--- Supplied material ---
******************************

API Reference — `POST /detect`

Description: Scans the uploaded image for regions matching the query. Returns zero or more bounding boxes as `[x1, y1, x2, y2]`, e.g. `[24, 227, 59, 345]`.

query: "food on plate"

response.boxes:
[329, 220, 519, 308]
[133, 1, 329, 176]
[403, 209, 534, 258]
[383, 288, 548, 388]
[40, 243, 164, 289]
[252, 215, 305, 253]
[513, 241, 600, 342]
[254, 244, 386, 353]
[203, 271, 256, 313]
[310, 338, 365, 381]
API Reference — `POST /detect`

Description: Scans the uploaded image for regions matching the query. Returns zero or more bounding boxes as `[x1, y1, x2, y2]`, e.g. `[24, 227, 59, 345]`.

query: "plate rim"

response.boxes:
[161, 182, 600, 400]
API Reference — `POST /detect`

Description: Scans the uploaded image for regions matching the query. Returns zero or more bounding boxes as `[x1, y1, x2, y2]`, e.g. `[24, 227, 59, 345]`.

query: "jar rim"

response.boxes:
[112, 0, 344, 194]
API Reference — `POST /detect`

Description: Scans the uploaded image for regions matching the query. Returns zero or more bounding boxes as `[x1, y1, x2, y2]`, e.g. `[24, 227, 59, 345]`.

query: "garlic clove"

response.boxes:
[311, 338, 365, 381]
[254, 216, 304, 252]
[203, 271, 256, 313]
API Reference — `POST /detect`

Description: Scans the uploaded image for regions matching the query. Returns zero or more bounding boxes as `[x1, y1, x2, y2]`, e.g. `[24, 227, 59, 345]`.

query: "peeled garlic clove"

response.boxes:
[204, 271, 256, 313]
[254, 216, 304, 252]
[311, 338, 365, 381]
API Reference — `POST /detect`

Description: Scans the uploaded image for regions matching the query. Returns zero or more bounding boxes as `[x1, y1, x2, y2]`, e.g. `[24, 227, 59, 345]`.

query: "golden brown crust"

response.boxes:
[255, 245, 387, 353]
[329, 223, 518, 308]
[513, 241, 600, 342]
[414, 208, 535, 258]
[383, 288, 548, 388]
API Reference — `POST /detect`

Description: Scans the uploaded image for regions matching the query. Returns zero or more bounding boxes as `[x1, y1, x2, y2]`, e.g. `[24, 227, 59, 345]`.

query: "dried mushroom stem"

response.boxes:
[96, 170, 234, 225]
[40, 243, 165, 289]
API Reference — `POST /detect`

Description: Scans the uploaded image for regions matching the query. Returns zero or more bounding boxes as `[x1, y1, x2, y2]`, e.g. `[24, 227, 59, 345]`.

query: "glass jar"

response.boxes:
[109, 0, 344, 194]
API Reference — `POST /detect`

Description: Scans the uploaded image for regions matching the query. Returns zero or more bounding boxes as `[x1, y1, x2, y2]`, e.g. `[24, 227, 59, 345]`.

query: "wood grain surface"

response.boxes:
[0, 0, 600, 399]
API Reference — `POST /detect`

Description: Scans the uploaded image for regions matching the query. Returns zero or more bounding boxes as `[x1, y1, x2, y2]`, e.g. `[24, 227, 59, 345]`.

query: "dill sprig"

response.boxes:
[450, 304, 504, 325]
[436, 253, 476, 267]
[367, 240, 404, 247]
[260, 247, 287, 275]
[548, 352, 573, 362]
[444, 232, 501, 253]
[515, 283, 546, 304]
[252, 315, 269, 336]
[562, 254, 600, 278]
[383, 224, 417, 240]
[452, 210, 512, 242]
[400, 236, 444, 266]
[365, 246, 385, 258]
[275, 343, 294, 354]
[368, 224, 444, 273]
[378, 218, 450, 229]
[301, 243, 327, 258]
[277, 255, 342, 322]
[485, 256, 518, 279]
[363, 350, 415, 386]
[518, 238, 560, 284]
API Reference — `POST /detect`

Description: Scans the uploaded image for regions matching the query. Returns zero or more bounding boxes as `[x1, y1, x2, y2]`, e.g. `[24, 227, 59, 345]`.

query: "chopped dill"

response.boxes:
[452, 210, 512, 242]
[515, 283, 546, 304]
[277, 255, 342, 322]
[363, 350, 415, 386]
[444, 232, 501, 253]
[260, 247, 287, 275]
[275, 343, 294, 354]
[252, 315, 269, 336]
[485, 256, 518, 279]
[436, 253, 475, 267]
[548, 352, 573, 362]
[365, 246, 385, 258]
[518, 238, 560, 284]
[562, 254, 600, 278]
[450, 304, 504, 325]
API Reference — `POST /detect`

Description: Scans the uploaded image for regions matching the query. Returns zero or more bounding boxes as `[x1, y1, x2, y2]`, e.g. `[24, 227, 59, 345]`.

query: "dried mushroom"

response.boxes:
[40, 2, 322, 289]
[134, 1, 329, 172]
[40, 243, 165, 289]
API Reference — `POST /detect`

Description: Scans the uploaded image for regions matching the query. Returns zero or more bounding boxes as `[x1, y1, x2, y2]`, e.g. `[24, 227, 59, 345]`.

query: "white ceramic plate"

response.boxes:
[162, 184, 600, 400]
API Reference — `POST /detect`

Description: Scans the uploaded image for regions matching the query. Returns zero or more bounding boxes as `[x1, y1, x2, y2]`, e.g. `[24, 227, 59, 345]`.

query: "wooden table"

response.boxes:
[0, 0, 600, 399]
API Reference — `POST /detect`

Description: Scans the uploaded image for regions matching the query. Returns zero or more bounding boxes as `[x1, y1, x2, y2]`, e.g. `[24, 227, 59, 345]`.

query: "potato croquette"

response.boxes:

******************************

--- Task details ---
Reproduce the complete data exactly as presented above.

--- Result of the task ---
API Reference — `POST /detect`

Description: Scans the uploaded image for regions matching the query. Returns zero or more bounding boxes as `[x1, y1, x2, y2]`, e.g. `[24, 227, 59, 345]`.

query: "food on plate"

response.boxes:
[329, 220, 519, 308]
[133, 1, 329, 176]
[403, 209, 534, 258]
[383, 288, 548, 388]
[40, 243, 164, 289]
[252, 215, 305, 253]
[513, 241, 600, 342]
[254, 244, 386, 353]
[203, 271, 256, 313]
[310, 338, 365, 381]
API Reference — `POST /detect`

Description: Scans the uploaded image for regions matching the query. Returns zero or more bounding boxes as `[x1, y1, x2, y2]`, e.g. `[24, 227, 59, 345]`.

query: "plate rim"

response.boxes:
[161, 182, 600, 400]
API Reference — `POST /detect`

Description: Scans the uploaded image for regions matching the query. Returns zero or more bounding boxes as `[x1, y1, x2, y2]`, e.g. `[24, 227, 59, 345]`.

query: "jar rim"

response.boxes:
[112, 0, 344, 194]
API Reference — `POST /detect`

Description: Scans the uploaded image for regions matching the query. Returns zero or more bounding boxes as `[x1, y1, x2, y2]`, e.g. `[24, 227, 59, 345]`.

query: "garlic clove"

response.boxes:
[311, 338, 365, 381]
[254, 216, 304, 252]
[203, 271, 256, 313]
API Reference — `POST /detect`

Description: Scans the uploaded image for regions matching the query. Returns zero or more bounding boxes as `[x1, y1, x2, y2]`, e.g. `[24, 227, 59, 345]`.

query: "peeled garlic clove"

response.boxes:
[204, 271, 256, 313]
[254, 216, 304, 252]
[311, 338, 365, 381]
API Reference — `POST /detect`

Description: Scans the uploaded image for regions matching the query. Returns zero or more bounding boxes as `[x1, y1, x2, y2]`, e.g. `[24, 227, 59, 345]`.

query: "golden brown crust"

response.boxes:
[255, 245, 387, 353]
[329, 223, 518, 308]
[513, 241, 600, 342]
[414, 208, 535, 258]
[383, 288, 548, 388]
API Reference — `POST /detect`

Description: Scans the uploaded image for regions matching the query. Returns zero or more bounding boxes as `[x1, y1, x2, y2]`, e.g. `[24, 227, 59, 345]`.

query: "dried mushroom stem"

response.boxes:
[96, 170, 234, 225]
[40, 243, 165, 289]
API Reference — `POST /detect`

Description: Scans the uploaded image for regions matching the query. Returns zero or more bounding boxes as `[x1, y1, x2, y2]`, e.g. `[24, 227, 59, 345]`.

query: "glass jar"

response.boxes:
[109, 0, 344, 194]
API Reference — `POST /detect`

Description: Scans the uploaded image for regions matching the query. Returns zero or more bounding boxes as `[x1, y1, x2, y2]`, e.g. `[24, 227, 59, 345]`.

query: "wood grain surface"

response.boxes:
[0, 0, 600, 399]
API Reference — `POST /detect`

Description: Scans the uploaded image for regions matching the query. Returns zero or more bounding boxes as `[x1, y1, x2, y2]`, e.g. `[24, 227, 59, 345]`.

query: "dill sprig"

response.boxes:
[450, 304, 504, 325]
[436, 253, 476, 267]
[367, 240, 404, 247]
[260, 247, 287, 275]
[548, 352, 573, 362]
[444, 232, 501, 253]
[515, 283, 546, 304]
[252, 315, 269, 336]
[562, 254, 600, 278]
[383, 224, 417, 240]
[452, 210, 512, 242]
[400, 236, 444, 266]
[365, 246, 385, 258]
[275, 343, 294, 354]
[368, 224, 444, 273]
[378, 218, 450, 229]
[301, 243, 327, 258]
[277, 255, 342, 322]
[485, 256, 518, 279]
[363, 350, 415, 386]
[518, 238, 560, 284]
API Reference — `POST /detect`

Description: Scans the uploaded image for regions matching the query. Returns zero or more bounding boxes as `[x1, y1, x2, y2]`, e.g. `[24, 227, 59, 345]`.

query: "chopped dill"

response.boxes:
[452, 210, 512, 242]
[515, 283, 546, 304]
[277, 255, 342, 322]
[363, 350, 415, 386]
[444, 232, 501, 253]
[260, 247, 287, 275]
[275, 343, 294, 354]
[252, 315, 269, 336]
[485, 256, 518, 279]
[436, 253, 475, 267]
[548, 352, 573, 362]
[365, 246, 385, 258]
[518, 238, 560, 284]
[562, 254, 600, 278]
[450, 304, 504, 325]
API Reference — `POST /detect`

Description: Scans the uploaded image for regions matching the query. Returns zero or more bounding boxes as `[x1, y1, x2, y2]`, e.g. `[24, 227, 59, 345]`.

query: "dried mushroom"

response.boxes:
[40, 2, 322, 289]
[134, 1, 329, 172]
[40, 243, 165, 289]
API Reference — `POST /detect`

Description: Scans the uploaded image for regions matching the query. Returns zero or more bounding boxes as `[x1, y1, x2, y2]`, e.g. `[24, 227, 59, 345]`.

query: "white ceramic plate"

response.boxes:
[162, 184, 600, 400]
API Reference — `POST /detect`

Description: Scans the uploaded image for regions matching the query. Returns zero or more bounding boxes as `[x1, y1, x2, y2]`, e.g. `[24, 227, 59, 345]`.

query: "wooden table"

response.boxes:
[0, 0, 600, 399]
API Reference — `POST /detect`

Description: Scans the uploaded image for regions matching the query. Returns zero or more bounding boxes as `[x1, y1, x2, y2]`, e.g. `[24, 227, 59, 345]`.

query: "potato croquette"

response.boxes:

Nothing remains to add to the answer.